→ **Direction**: Return unchanged the rows below, from the line containing "Task: each instance of the hotel" through the last row.

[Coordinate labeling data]
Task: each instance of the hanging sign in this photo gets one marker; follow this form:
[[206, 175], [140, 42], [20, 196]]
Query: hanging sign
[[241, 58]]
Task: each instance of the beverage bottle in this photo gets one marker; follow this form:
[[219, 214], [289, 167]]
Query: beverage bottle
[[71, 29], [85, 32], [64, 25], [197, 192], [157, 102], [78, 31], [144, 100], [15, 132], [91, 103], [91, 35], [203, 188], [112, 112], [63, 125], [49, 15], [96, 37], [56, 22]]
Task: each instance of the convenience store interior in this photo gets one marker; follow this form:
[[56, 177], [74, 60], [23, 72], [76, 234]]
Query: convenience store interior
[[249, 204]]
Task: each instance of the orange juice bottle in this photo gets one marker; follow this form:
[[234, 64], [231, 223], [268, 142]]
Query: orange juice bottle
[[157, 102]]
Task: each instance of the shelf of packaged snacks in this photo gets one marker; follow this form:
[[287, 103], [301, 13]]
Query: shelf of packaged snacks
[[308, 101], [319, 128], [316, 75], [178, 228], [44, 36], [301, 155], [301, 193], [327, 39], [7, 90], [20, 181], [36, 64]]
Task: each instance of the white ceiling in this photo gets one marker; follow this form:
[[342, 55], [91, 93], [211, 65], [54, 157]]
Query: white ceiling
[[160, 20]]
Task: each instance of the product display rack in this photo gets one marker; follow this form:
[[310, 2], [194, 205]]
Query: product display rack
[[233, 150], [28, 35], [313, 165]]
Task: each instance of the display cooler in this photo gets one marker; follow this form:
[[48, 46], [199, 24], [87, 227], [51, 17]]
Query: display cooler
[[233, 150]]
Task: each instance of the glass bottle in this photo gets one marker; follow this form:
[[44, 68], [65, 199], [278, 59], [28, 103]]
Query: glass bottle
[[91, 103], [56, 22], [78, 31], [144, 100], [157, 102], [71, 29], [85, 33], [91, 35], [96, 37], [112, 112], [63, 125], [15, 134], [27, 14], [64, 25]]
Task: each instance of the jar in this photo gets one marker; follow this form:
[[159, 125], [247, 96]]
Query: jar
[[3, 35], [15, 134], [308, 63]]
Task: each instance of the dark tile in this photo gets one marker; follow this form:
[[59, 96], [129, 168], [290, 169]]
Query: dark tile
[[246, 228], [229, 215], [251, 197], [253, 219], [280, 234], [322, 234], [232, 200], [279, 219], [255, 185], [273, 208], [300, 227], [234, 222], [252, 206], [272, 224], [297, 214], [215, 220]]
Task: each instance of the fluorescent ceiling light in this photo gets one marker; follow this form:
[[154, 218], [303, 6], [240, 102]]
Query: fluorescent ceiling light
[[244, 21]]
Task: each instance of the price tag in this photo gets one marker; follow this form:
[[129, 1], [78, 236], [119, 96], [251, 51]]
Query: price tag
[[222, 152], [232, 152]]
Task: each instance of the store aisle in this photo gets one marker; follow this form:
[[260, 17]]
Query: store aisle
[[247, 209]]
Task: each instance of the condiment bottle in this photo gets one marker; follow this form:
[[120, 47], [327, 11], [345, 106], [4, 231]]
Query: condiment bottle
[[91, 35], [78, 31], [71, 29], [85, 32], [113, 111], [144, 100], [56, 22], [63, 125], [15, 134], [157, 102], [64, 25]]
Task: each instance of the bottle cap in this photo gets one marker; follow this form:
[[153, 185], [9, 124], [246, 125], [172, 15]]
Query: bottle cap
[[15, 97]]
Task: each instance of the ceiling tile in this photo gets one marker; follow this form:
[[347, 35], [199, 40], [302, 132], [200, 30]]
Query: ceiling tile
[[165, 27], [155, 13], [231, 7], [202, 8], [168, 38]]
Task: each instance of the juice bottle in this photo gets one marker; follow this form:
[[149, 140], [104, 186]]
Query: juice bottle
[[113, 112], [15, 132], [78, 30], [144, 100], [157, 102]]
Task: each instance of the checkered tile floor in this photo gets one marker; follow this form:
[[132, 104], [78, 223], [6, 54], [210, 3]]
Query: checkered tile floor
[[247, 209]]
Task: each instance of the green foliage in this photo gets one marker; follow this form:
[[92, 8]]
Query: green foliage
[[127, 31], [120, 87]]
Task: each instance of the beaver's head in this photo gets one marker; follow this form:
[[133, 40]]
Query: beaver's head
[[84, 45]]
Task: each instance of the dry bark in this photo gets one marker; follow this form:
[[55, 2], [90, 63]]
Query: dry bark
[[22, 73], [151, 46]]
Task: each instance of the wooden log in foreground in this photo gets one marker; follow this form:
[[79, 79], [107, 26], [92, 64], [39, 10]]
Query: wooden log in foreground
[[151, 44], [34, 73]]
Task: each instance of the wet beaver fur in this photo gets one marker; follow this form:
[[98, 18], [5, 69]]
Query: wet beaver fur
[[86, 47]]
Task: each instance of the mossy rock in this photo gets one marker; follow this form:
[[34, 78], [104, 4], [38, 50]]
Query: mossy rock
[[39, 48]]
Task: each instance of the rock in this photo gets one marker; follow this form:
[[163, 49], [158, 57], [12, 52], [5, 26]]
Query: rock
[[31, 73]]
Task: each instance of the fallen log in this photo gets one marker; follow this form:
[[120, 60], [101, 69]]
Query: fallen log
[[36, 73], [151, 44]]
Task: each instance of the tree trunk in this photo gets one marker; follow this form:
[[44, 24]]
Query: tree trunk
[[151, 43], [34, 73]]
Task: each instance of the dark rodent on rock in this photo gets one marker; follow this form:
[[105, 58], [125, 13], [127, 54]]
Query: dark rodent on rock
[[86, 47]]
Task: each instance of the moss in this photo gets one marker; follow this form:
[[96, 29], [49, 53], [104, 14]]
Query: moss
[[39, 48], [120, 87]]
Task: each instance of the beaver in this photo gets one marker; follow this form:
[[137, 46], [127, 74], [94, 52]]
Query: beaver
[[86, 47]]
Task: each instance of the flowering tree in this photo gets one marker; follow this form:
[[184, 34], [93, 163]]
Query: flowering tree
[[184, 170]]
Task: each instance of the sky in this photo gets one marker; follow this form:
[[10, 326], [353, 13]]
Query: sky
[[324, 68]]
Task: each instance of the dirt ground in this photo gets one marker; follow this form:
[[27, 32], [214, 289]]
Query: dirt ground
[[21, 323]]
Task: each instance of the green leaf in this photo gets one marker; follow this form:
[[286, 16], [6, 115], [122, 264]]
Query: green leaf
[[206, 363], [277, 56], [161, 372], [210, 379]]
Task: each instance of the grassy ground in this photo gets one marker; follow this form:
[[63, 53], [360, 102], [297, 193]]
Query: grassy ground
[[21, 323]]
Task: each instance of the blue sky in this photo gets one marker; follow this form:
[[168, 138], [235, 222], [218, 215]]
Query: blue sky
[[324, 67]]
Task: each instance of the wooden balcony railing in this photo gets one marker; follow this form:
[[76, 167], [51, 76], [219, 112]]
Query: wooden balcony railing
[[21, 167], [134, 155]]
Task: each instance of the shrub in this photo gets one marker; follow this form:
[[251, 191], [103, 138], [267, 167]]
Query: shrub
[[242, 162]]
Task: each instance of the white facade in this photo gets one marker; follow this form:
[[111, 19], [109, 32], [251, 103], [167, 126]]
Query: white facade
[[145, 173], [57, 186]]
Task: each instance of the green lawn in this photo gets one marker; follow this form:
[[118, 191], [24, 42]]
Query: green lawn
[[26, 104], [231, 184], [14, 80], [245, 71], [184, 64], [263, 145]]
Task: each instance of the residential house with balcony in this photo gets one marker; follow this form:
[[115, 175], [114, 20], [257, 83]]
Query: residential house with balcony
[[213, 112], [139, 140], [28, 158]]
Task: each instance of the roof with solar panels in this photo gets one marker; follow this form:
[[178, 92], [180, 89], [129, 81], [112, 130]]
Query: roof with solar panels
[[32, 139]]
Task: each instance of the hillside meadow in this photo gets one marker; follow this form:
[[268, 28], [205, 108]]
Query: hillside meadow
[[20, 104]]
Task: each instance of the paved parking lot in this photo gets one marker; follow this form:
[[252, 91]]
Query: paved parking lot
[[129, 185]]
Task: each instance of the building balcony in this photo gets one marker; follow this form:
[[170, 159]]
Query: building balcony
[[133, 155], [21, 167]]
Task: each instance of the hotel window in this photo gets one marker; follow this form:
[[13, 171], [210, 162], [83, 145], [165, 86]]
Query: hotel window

→ **Exercise answer**:
Task: each instance of the hotel window in this photo gets one marker; follow this form:
[[13, 171], [210, 162], [83, 145], [165, 86]]
Query: hotel window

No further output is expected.